▼

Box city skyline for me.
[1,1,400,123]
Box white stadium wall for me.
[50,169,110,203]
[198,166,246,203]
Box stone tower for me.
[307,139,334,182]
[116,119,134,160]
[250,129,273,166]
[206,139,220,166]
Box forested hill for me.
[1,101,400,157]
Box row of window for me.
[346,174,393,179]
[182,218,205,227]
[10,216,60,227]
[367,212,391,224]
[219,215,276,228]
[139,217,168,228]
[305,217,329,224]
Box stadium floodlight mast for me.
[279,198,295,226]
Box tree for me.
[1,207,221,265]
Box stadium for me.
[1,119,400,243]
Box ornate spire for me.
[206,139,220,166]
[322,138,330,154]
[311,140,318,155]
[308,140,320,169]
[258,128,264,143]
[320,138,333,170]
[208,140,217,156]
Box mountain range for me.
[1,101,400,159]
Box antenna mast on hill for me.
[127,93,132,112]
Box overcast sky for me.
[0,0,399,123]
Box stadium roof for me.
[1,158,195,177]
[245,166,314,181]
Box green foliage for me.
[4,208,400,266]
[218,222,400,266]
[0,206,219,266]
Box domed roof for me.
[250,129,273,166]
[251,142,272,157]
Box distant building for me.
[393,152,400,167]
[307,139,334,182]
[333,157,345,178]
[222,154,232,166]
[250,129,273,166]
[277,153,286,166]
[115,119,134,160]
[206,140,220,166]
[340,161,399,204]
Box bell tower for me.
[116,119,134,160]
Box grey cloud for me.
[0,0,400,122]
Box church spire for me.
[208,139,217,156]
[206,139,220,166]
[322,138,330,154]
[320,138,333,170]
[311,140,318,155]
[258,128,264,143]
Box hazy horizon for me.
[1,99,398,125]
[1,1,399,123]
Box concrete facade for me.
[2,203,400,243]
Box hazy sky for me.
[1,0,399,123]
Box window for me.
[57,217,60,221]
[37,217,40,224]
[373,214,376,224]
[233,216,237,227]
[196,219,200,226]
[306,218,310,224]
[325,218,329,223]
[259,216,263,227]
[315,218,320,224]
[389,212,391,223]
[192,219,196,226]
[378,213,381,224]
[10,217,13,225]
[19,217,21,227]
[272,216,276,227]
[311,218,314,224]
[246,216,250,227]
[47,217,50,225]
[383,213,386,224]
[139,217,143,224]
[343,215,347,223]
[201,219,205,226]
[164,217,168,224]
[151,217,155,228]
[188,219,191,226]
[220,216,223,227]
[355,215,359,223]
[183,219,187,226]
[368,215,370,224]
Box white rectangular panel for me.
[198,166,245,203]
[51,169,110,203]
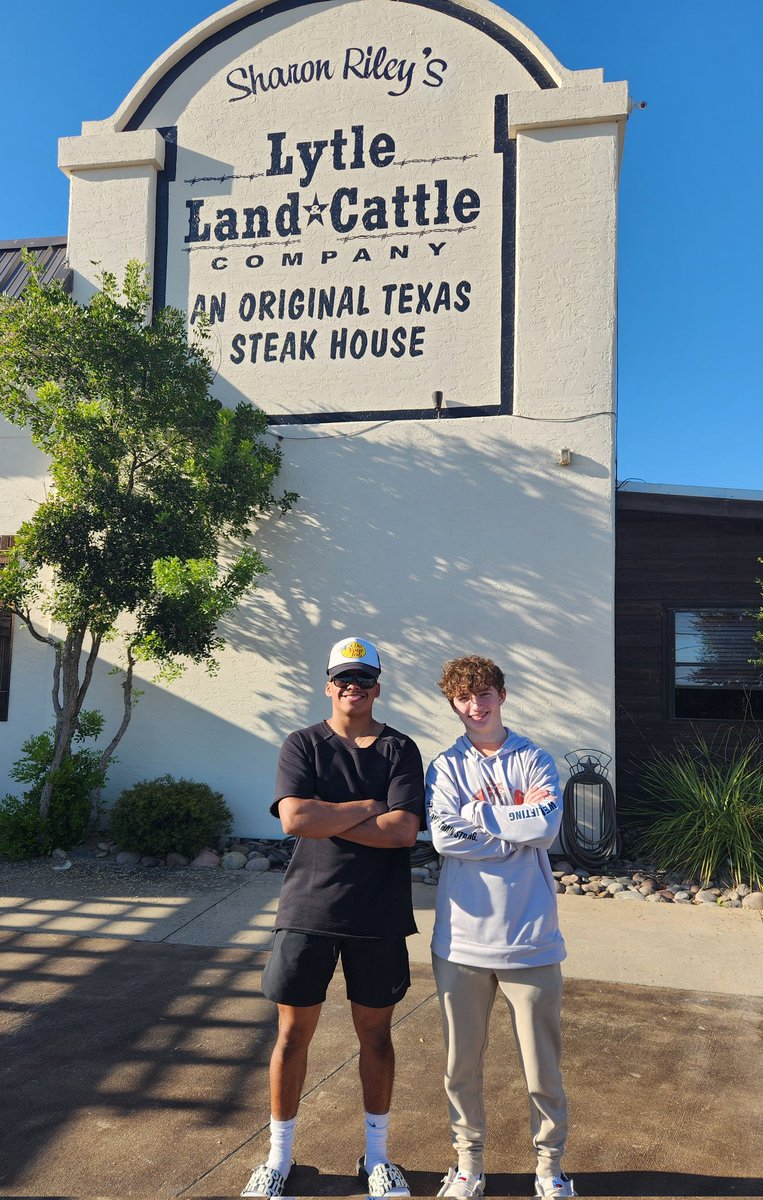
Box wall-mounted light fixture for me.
[433,390,444,417]
[557,447,572,467]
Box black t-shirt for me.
[271,721,425,938]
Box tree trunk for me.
[90,646,136,829]
[38,627,87,822]
[38,633,82,820]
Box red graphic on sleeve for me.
[472,778,511,806]
[512,789,525,805]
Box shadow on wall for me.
[215,419,613,750]
[0,629,282,837]
[4,421,613,828]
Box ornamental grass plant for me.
[627,737,763,889]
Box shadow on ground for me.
[1,939,761,1198]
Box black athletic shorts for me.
[262,929,411,1008]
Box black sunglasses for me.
[331,672,379,688]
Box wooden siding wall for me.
[615,493,763,804]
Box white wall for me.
[1,0,627,834]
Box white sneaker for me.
[437,1167,487,1198]
[534,1171,577,1198]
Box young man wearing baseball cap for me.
[426,655,575,1200]
[241,637,425,1200]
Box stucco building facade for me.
[2,0,632,835]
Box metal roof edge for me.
[617,480,763,504]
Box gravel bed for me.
[2,840,761,910]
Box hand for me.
[525,786,551,805]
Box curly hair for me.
[438,655,505,700]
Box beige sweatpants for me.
[432,953,568,1178]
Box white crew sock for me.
[265,1115,296,1178]
[364,1110,390,1172]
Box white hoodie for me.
[426,730,566,969]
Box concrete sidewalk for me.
[1,872,761,995]
[0,869,761,1198]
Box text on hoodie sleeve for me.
[460,749,563,848]
[426,759,513,861]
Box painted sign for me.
[132,1,554,421]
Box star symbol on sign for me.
[303,193,328,225]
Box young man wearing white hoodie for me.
[426,655,575,1200]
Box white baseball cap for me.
[326,636,382,678]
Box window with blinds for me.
[0,535,14,721]
[673,608,763,720]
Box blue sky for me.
[1,0,760,491]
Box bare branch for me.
[134,447,166,472]
[51,643,63,719]
[75,632,103,715]
[127,449,139,494]
[98,645,136,771]
[8,605,59,647]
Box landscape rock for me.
[221,851,248,870]
[191,849,221,868]
[245,855,271,872]
[166,852,189,868]
[115,850,140,866]
[615,889,645,901]
[741,892,763,910]
[694,890,718,905]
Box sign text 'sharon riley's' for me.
[226,44,448,102]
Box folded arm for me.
[276,795,387,839]
[339,807,420,848]
[461,752,562,849]
[427,761,513,861]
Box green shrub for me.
[0,714,106,859]
[0,794,42,860]
[625,738,763,887]
[109,775,232,858]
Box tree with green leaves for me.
[0,258,295,833]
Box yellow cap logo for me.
[341,640,366,660]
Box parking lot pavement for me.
[1,919,761,1198]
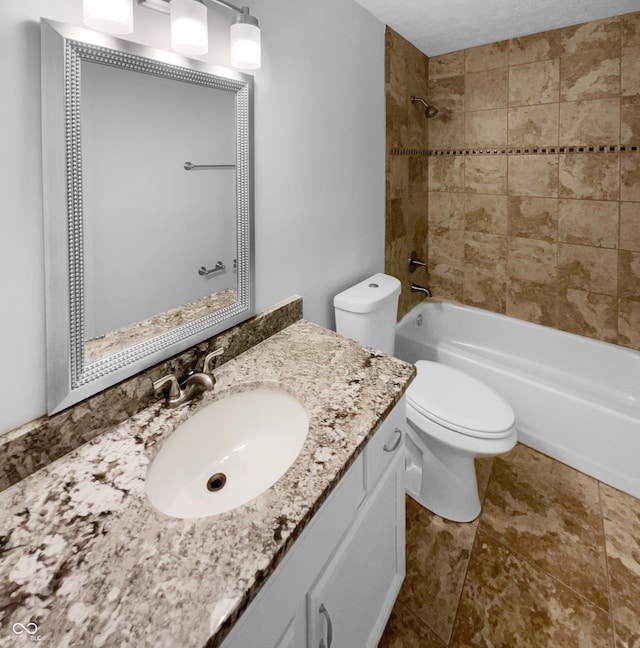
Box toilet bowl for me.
[333,273,517,523]
[404,360,517,522]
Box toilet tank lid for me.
[334,273,401,313]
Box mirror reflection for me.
[82,61,238,361]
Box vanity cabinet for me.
[220,398,406,648]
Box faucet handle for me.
[202,348,224,374]
[153,374,183,404]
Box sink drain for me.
[207,472,227,492]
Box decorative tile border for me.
[391,145,639,156]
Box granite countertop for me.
[0,320,415,648]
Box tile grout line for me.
[597,480,618,648]
[444,458,498,646]
[477,522,614,619]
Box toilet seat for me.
[407,360,515,439]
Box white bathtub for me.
[395,301,640,499]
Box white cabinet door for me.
[220,454,366,648]
[307,452,405,648]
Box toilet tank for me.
[333,273,401,355]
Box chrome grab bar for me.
[198,261,225,276]
[184,161,236,170]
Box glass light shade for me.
[170,0,208,56]
[230,22,261,70]
[83,0,133,34]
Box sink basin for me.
[146,387,309,519]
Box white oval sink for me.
[146,387,309,519]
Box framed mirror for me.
[41,19,254,414]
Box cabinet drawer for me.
[366,397,405,488]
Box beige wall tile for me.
[558,243,618,295]
[428,75,465,112]
[561,17,620,57]
[557,288,618,342]
[429,112,465,149]
[618,298,640,349]
[465,41,508,73]
[621,11,640,48]
[509,60,560,106]
[559,154,620,200]
[508,105,559,147]
[464,194,508,234]
[560,97,620,146]
[621,155,640,202]
[408,156,429,193]
[465,109,508,148]
[386,197,406,242]
[465,156,508,194]
[465,68,508,111]
[429,191,465,230]
[560,53,620,101]
[429,263,464,301]
[430,51,465,79]
[620,201,640,251]
[558,199,619,248]
[387,155,409,199]
[429,156,465,192]
[385,29,430,320]
[507,279,558,326]
[463,269,506,312]
[429,228,465,265]
[508,238,557,283]
[464,231,507,276]
[619,250,640,299]
[388,193,427,243]
[509,30,562,65]
[621,46,640,96]
[508,196,558,241]
[508,155,559,197]
[621,96,640,144]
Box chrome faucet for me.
[153,348,224,407]
[411,283,432,297]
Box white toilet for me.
[334,273,517,522]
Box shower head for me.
[410,95,438,118]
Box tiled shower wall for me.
[426,12,640,350]
[385,28,430,318]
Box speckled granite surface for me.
[85,289,238,362]
[0,296,302,492]
[0,319,415,647]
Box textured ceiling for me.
[352,0,640,56]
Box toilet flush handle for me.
[383,427,403,452]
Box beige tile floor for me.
[379,443,640,648]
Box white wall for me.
[0,0,385,434]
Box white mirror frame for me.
[41,19,254,414]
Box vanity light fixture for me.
[83,0,134,34]
[137,0,261,70]
[170,0,208,56]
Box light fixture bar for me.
[138,0,247,18]
[137,0,261,69]
[136,0,170,14]
[208,0,243,16]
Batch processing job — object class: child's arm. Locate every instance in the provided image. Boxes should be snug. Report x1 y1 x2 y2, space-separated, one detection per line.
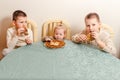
25 29 33 44
92 31 117 57
91 31 106 49
7 28 18 49
42 36 54 42
102 39 117 56
96 38 117 57
72 32 87 43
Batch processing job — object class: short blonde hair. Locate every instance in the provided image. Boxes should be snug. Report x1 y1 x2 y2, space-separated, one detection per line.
54 25 66 34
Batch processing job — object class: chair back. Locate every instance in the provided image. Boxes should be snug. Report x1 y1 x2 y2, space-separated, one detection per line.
42 19 71 40
101 24 114 38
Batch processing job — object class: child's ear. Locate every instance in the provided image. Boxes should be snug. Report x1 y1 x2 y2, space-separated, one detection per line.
12 21 15 26
99 22 101 29
64 31 66 39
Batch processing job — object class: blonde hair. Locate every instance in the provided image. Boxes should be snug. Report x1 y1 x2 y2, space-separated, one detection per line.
54 25 66 34
53 25 67 39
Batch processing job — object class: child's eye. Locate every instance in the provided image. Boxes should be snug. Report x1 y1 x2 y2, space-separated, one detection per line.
92 24 95 26
86 25 90 27
20 21 24 23
55 33 58 35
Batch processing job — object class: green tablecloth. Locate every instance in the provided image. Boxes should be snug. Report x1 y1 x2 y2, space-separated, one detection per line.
0 40 120 80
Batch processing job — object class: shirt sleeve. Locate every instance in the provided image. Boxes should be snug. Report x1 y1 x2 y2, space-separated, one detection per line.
7 28 18 49
27 29 33 43
102 38 117 57
99 31 117 56
72 32 82 43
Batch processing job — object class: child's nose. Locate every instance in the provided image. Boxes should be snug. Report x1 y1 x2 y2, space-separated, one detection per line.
90 26 93 30
23 23 27 26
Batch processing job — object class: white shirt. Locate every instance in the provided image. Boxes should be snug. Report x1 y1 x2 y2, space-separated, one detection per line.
72 28 117 56
7 27 33 49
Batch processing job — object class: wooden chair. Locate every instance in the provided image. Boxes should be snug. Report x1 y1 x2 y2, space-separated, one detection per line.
41 19 71 40
101 24 114 38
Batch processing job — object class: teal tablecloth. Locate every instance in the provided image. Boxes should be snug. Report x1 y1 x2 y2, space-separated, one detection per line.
0 40 120 80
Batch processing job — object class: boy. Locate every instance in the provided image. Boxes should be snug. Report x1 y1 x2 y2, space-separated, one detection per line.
72 12 117 58
2 10 33 56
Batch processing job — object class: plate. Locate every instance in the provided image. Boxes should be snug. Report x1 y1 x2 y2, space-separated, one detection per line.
44 40 65 48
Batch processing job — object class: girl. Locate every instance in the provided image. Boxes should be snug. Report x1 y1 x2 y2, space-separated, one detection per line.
42 25 66 41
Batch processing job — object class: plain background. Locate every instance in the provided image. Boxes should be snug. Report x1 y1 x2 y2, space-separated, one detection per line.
0 0 120 58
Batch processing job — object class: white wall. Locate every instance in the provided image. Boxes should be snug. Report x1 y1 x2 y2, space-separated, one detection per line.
0 0 120 57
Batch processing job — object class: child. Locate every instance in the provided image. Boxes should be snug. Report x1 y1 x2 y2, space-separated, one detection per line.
2 10 33 56
72 12 117 57
42 25 66 42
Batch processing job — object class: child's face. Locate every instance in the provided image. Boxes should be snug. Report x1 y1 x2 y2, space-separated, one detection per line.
54 29 65 40
85 18 100 33
13 16 27 29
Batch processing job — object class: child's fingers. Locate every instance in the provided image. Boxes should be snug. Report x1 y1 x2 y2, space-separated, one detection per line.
80 34 87 41
75 37 81 42
91 32 99 39
17 28 25 35
25 39 32 44
45 37 52 41
75 34 87 42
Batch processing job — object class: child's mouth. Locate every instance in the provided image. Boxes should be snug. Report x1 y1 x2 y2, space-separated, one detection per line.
90 30 94 33
90 31 92 33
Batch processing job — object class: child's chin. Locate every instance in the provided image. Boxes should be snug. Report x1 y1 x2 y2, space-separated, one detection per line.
57 39 63 41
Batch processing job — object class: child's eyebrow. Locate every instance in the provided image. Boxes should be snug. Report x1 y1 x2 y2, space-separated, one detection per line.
86 25 90 27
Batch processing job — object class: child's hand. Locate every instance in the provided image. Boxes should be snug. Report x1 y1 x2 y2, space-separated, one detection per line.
91 31 100 41
45 37 52 42
25 38 32 45
17 28 26 36
77 34 87 42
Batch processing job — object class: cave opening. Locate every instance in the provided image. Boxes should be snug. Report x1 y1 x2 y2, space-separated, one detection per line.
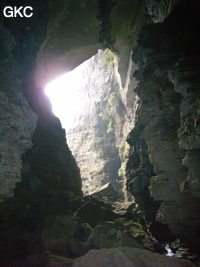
44 49 136 199
45 64 86 133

▲

_Exercise requirements_
Please write out, exactly, every line from the line with "Batch processing job — object class: child's chin." through the final line of the data above, leaving out pictures.

_Result_
Batch processing job — object class: child's chin. Locate every instance in the provided image. Boxes should be snug. Report x1 y1 x2 y2, space-separated, one detection per line.
57 39 63 41
Batch processing job — object class: child's eyebrow. Locate every instance in the provided image. Boxes should be snug. Report x1 y1 x2 y2, space-separated, one detection per line.
86 25 90 27
Batch processing job — object class: child's hand. Locate every instance in the provided image. Boxes should be snug. Report x1 y1 x2 y2, space-separated, one detection per line.
91 31 100 41
45 37 52 42
25 38 32 45
17 28 26 36
77 34 87 42
Batch processing job — object class: cave opening. Locate every instance in the provided image. Boxes should be snug. Report x1 y1 x2 y2, space-separated, one detection per line.
44 49 136 199
45 64 86 133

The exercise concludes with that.